Retro Review: BLOOD BATH (1966)





OPERATION TITIAN
(Yugoslavia - 1963)

Directed by Rados Novakovic. Written by Vlasta Radavanovic. Cast: William Campbell, Rade Markovic, Patrick Magee, Miha Baloh, Vjekoslav Afric, Irena Prosen, Manja Golec. (Unrated, 95 mins)

PORTRAIT IN TERROR
(US - 1965)


Directed by Michael Roy (Rados Novakovic and Stephanie Rothman). Written by Vic Webber (Vlasta Radavanovic and Stephanie Rothman). Cast: William Campbell, Anna Pavane (Irina Prosen), Patrick Magee, Kerry Anderson (Manja Golec), Dante Gerino (Rade Markovic), Mike Astin (Miha Baloh), Al Astar (Vjekoslav Afric). (Unrated, 81 mins)

BLOOD BATH
(US - 1966) 


Written and directed by Jack Hill and Stephanie Rothman. Cast: William Campbell, Marissa Mathes, Linda Saunders, Sandra Knight, Carl Schanzer, Sid Haig, Jonathan Haze, Biff Elliot, Patrick Magee. (Unrated, 62 mins)

TRACK OF THE VAMPIRE
(US - 1966)


Written and directed by Jack Hill and Stephanie Rothman. Cast: William Campbell, Marissa Mathes, Linda Saunders, Sandra Knight, Patrick Magee, Carl Schanzer, Sid Haig, Jonathan Haze, Biff Elliot, Manja Golec. (Unrated, 79 mins)








Out now in what's likely a contender for the Blu-ray restoration/box set of the year, the low-budget 1966 cult horror movie BLOOD BATH is part of a quartet of films with one of the most complex and labyrinthine backstories in all of cinema. At the center is the legendary Roger Corman, who was attending a film festival in Adriatic coastal city of Dubrovnik when he was approached by representatives from Avala Film, one of Yugoslavia's state-run film organizations, about the possibility of co-productions and distribution deals. Looking to test the waters of the Eastern European film industry, Corman agreed to be a silent partner on the Yugoslav crime thriller OPERATION TITIAN, under two conditions: the movie would be in English and some of his people had to be involved to make it an easier sell in the US. Corman sent American actor William Campbell and Irish actor Patrick Magee--both of whom had just been in the Corman-produced DEMENTIA 13 and the Corman-directed THE YOUNG RACERS--to Dubrovnik to star in OPERATION TITIAN, with young protege and DEMENTIA 13 director Francis Ford Coppola tagging along as a production supervisor to observe director Rados Novakovic's crew and make sure Corman's money wasn't being wasted.

*****

__Exercise tasks__.
**1)** Repeat the review word for word, starting at "Directed by Rados" and ending at "(Unrated, 62 mins)".
**2)** In the review, which Yugoslav film organization approached Roger Corman at the Dubrovnik festival?
Work only from what the review says.

__Data__.
*****

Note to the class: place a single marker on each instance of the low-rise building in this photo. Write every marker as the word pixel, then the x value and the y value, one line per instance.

*****

__Task results__.
**1)**
Directed by Rados Novakovic. Written by Vlasta Radavanovic. Cast: William Campbell, Rade Markovic, Patrick Magee, Miha Baloh, Vjekoslav Afric, Irena Prosen, Manja Golec. (Unrated, 95 mins)

PORTRAIT IN TERROR
(US - 1965)


Directed by Michael Roy (Rados Novakovic and Stephanie Rothman). Written by Vic Webber (Vlasta Radavanovic and Stephanie Rothman). Cast: William Campbell, Anna Pavane (Irina Prosen), Patrick Magee, Kerry Anderson (Manja Golec), Dante Gerino (Rade Markovic), Mike Astin (Miha Baloh), Al Astar (Vjekoslav Afric). (Unrated, 81 mins)

BLOOD BATH
(US - 1966) 


Written and directed by Jack Hill and Stephanie Rothman. Cast: William Campbell, Marissa Mathes, Linda Saunders, Sandra Knight, Carl Schanzer, Sid Haig, Jonathan Haze, Biff Elliot, Patrick Magee. (Unrated, 62 mins)

**2)** Avala Film